Count the lines in the records below that contain the string "roof". Reply with the number alone.
begin
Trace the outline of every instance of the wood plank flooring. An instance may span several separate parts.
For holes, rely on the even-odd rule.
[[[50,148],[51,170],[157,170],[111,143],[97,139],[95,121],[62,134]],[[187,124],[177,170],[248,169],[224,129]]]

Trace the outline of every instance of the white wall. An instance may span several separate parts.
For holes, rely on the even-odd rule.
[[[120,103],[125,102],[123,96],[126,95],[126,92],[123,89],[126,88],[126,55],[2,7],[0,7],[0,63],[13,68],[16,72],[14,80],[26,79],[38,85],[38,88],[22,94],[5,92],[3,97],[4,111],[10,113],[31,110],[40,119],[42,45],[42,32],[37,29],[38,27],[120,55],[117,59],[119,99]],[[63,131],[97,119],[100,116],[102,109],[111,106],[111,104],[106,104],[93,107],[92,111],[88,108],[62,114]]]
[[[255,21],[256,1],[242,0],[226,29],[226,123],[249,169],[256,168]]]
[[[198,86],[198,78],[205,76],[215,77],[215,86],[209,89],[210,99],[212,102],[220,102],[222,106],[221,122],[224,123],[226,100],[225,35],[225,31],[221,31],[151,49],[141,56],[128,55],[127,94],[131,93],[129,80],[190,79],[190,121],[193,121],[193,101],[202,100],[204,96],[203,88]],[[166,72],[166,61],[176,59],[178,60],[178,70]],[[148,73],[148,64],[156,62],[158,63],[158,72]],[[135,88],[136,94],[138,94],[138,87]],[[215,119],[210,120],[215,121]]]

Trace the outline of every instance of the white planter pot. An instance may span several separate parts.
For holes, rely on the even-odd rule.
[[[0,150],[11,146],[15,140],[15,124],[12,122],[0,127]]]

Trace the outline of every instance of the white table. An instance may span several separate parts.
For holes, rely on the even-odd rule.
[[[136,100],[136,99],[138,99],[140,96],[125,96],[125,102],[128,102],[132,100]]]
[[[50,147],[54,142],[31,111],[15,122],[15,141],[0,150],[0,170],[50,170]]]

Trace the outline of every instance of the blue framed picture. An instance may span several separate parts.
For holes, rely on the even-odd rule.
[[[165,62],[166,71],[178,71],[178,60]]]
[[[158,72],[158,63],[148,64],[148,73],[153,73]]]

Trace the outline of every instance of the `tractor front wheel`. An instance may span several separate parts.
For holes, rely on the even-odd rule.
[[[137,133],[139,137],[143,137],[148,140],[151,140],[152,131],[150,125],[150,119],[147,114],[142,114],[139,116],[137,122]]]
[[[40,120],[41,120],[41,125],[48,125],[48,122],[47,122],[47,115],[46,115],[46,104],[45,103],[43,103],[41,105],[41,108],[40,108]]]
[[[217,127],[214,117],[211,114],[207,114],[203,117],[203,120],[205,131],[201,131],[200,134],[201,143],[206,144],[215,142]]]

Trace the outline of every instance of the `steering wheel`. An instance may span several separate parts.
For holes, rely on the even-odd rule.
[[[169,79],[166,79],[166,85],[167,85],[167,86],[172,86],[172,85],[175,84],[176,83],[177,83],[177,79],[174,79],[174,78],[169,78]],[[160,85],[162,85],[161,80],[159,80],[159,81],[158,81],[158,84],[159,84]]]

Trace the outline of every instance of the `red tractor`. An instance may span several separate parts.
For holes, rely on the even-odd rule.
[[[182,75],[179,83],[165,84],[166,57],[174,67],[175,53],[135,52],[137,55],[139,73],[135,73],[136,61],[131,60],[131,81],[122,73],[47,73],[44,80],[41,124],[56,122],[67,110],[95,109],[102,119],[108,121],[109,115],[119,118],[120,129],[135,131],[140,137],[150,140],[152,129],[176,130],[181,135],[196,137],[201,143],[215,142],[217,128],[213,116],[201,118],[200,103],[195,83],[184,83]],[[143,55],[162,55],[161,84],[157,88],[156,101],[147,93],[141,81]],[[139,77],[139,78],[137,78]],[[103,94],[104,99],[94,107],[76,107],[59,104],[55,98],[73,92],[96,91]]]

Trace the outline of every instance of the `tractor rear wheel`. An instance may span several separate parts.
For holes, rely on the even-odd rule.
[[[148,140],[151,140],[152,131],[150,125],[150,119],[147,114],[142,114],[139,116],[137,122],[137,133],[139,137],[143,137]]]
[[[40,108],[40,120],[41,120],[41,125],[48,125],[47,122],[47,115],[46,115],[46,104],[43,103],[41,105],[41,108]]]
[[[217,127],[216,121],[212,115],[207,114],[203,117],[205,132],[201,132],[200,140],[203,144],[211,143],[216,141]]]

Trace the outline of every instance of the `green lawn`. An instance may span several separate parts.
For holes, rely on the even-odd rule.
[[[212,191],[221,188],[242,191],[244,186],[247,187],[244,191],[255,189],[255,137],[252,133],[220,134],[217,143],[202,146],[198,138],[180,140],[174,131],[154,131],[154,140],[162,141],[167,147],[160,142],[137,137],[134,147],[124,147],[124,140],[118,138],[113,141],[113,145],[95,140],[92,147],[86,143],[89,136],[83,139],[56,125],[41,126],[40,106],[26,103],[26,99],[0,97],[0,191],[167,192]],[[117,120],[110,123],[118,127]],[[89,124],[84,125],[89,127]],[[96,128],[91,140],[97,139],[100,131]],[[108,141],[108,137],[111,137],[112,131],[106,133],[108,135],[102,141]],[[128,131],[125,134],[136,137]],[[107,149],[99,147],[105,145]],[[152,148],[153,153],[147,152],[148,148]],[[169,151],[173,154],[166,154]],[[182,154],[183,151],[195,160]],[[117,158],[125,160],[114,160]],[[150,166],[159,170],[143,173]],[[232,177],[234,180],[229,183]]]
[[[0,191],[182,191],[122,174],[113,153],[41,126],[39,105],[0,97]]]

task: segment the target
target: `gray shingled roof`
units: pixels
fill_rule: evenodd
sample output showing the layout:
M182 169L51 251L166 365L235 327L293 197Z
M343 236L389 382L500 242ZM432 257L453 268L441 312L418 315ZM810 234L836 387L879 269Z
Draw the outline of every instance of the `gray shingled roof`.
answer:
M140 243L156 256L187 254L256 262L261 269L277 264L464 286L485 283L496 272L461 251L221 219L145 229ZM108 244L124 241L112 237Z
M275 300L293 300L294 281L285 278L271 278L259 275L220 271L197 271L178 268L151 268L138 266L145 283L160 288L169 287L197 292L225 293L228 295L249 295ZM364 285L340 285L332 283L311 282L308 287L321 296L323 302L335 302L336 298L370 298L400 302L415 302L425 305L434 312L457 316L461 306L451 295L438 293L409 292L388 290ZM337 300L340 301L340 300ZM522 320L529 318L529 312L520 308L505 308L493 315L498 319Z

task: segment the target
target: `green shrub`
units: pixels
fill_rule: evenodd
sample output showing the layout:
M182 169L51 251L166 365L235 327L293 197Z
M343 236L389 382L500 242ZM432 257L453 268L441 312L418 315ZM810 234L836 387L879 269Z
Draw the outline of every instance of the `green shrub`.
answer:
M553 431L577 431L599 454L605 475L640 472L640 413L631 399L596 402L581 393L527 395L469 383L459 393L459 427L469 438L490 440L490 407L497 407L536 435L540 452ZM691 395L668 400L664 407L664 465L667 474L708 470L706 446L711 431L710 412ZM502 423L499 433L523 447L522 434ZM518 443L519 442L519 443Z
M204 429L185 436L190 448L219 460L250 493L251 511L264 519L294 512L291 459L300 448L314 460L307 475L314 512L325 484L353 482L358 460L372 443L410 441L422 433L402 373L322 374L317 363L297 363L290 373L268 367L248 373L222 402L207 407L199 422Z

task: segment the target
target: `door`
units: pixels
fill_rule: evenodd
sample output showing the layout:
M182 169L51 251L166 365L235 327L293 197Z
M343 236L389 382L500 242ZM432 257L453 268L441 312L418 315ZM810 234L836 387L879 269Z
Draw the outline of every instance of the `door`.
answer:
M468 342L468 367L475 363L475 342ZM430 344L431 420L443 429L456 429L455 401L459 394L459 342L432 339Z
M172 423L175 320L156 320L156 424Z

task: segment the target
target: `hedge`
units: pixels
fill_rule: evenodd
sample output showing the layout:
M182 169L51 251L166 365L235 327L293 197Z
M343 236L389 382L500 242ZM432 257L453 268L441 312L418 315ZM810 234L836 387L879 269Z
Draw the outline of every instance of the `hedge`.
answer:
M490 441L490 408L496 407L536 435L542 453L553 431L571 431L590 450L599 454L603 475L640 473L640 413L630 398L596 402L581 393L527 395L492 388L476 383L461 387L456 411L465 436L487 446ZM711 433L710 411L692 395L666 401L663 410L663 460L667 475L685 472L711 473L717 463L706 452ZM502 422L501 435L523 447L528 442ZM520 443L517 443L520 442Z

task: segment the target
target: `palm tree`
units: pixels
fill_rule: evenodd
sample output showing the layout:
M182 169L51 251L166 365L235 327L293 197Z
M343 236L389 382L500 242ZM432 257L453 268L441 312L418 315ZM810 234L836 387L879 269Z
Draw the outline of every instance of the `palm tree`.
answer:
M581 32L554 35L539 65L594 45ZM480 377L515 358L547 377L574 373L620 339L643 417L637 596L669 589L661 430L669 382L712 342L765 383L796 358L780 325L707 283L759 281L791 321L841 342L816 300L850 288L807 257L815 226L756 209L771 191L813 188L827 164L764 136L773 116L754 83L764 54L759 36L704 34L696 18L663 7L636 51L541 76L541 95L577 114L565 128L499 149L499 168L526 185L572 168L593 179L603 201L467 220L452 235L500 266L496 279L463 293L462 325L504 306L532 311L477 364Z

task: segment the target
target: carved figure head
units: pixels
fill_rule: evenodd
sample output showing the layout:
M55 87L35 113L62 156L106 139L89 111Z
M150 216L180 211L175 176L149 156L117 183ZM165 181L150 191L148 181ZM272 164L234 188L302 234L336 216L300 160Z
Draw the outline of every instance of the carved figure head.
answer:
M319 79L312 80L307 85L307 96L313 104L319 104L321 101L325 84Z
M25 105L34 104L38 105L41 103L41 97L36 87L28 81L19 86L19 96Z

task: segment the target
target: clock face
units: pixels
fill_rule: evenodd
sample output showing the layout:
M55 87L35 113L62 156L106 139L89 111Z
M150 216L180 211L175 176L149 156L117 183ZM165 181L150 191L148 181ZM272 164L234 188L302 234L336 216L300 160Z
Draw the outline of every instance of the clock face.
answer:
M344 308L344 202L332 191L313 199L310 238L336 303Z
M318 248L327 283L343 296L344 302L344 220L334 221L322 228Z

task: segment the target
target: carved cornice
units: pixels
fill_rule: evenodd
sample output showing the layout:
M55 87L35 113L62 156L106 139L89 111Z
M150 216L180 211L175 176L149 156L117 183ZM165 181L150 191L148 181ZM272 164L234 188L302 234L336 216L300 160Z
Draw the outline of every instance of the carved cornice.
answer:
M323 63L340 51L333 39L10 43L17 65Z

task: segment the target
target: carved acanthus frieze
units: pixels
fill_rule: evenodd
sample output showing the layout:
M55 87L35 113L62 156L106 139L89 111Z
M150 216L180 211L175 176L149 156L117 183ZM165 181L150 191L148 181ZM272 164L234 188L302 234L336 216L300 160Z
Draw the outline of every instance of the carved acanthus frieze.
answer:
end
# PROBLEM SOLUTION:
2